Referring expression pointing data
★ ★ ★ ★ ★

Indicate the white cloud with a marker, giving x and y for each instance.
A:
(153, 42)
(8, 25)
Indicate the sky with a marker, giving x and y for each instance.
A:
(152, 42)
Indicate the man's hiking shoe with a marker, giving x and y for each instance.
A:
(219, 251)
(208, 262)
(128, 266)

★ ★ ★ ★ ★

§ The problem:
The full set of entries above has to be restated exactly.

§ Exercise result:
Indicate the white cloud with a marker, giving x and y for each instance.
A:
(153, 42)
(8, 25)
Indicate the sky with a marker, giving x and y for each instance.
A:
(152, 42)
Indicate the man's hiking shoe with a marker, giving x and y for each instance.
A:
(219, 251)
(208, 262)
(128, 266)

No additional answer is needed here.